— START Data rows —

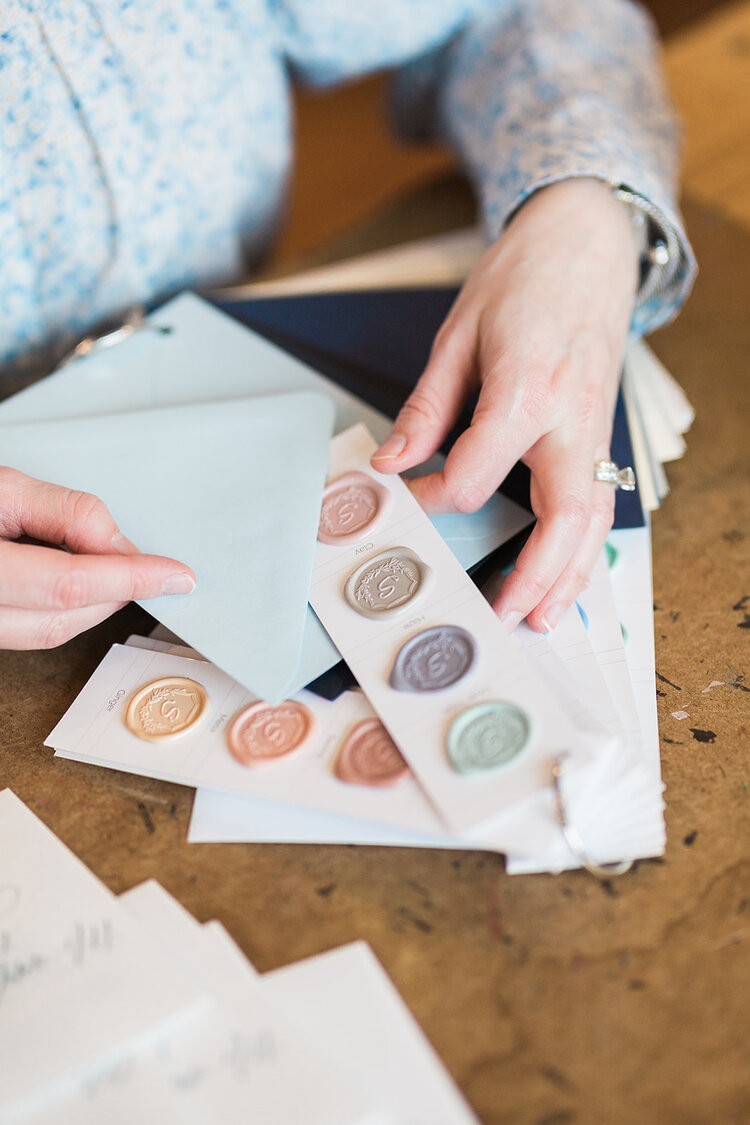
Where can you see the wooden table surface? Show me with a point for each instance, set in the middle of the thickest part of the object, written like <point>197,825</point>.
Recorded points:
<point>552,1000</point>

— END Data rows —
— START Data rows —

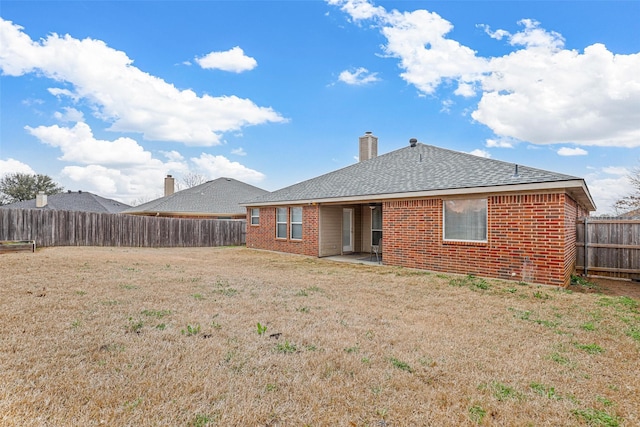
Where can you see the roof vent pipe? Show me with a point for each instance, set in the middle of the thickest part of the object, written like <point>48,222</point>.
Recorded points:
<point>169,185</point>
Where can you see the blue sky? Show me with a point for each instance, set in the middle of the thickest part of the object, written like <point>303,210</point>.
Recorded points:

— END Data rows —
— START Data rows —

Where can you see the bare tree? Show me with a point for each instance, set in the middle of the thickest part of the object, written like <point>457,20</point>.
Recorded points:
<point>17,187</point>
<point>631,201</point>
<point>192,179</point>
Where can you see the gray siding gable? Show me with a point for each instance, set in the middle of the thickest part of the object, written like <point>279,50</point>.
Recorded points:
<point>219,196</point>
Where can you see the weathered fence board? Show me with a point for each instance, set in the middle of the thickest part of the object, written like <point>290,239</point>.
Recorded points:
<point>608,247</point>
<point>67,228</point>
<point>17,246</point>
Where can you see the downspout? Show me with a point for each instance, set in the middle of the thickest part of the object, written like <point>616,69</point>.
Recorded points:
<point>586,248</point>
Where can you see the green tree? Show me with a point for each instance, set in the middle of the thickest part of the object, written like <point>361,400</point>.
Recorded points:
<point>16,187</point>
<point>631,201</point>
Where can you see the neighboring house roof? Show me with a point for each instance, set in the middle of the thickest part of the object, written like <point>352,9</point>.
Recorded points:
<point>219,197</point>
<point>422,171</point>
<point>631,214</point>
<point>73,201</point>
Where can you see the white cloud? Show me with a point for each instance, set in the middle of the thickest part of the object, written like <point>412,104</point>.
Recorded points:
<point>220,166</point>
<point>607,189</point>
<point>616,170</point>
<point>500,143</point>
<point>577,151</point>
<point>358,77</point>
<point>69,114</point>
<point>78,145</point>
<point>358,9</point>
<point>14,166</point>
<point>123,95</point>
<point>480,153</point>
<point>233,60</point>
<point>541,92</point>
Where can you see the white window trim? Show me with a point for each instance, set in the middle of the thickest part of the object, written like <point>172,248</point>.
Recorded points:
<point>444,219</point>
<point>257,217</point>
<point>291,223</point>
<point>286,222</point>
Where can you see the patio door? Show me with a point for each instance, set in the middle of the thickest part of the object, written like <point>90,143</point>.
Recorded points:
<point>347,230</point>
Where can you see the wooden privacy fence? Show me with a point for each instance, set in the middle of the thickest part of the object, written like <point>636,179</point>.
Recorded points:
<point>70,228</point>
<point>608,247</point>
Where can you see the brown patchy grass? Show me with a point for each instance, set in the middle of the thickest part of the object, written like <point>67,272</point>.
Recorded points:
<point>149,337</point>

— END Data rows —

*What to produce*.
Copy the records unchanged from the line containing "Where can you see the neighboring" through the line containing "<point>73,201</point>", including both of those lines.

*Result below*.
Where can you see the neighboring house roof? Show me with a point for each instance, set in the middle of the thickest part of the object, written like <point>352,9</point>.
Recorded points:
<point>219,197</point>
<point>422,171</point>
<point>631,214</point>
<point>73,201</point>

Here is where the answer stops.